### EXERCISE REQUIREMENTS
Copy out every line in the listing below that contains the word "helmet". Case counts.

### EXERCISE MATERIALS
————

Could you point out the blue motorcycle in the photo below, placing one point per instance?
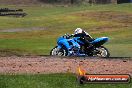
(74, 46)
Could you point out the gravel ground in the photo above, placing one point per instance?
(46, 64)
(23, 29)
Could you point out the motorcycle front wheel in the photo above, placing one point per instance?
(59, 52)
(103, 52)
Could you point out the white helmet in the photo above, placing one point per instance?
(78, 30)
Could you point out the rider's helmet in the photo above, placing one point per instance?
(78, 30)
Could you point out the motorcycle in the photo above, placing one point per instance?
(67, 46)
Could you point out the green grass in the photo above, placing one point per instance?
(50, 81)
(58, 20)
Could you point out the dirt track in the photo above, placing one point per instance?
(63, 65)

————

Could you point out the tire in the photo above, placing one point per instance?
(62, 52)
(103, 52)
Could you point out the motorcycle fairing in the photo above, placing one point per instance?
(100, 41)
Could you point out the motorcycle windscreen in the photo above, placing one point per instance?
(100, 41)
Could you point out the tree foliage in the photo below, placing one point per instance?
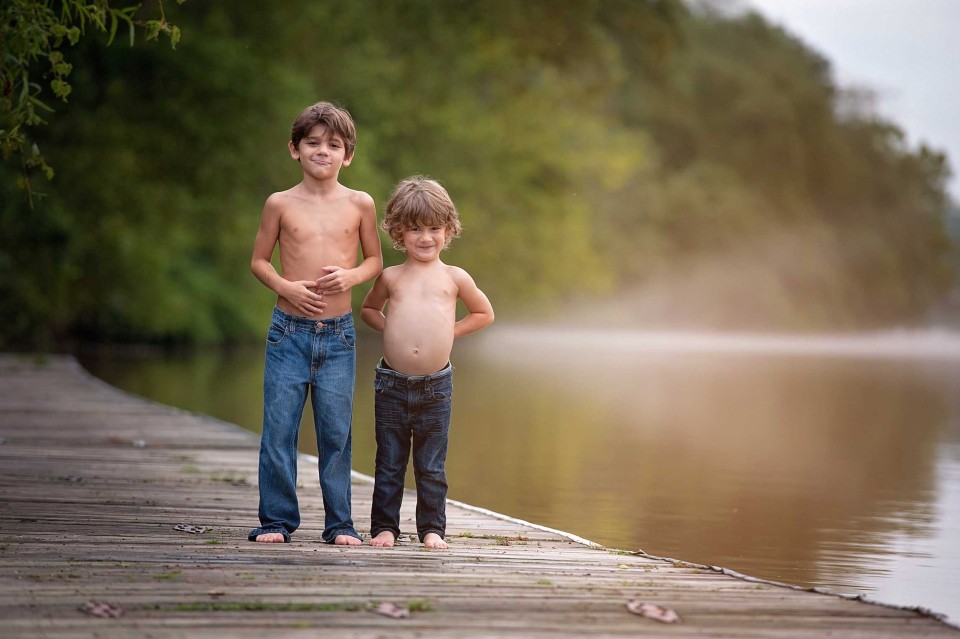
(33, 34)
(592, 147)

————

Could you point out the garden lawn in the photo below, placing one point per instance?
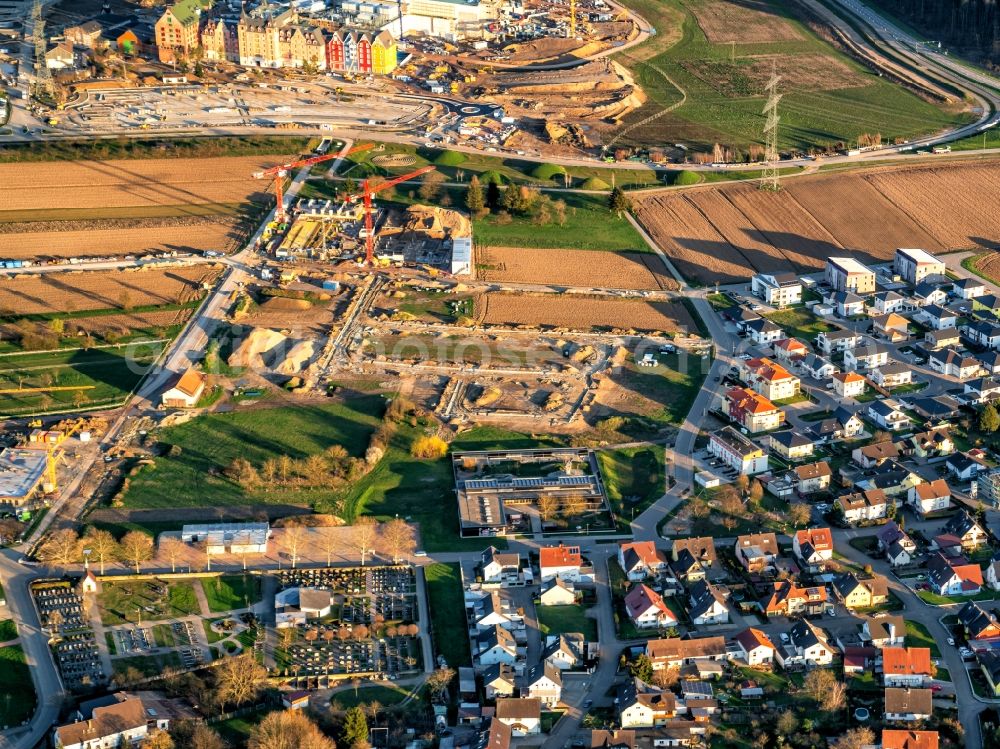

————

### ANSWER IN FULL
Could you point out the white helmet in the photo above, placing one point per instance?
Could you point out the rider's helmet in the photo above, placing one point per instance?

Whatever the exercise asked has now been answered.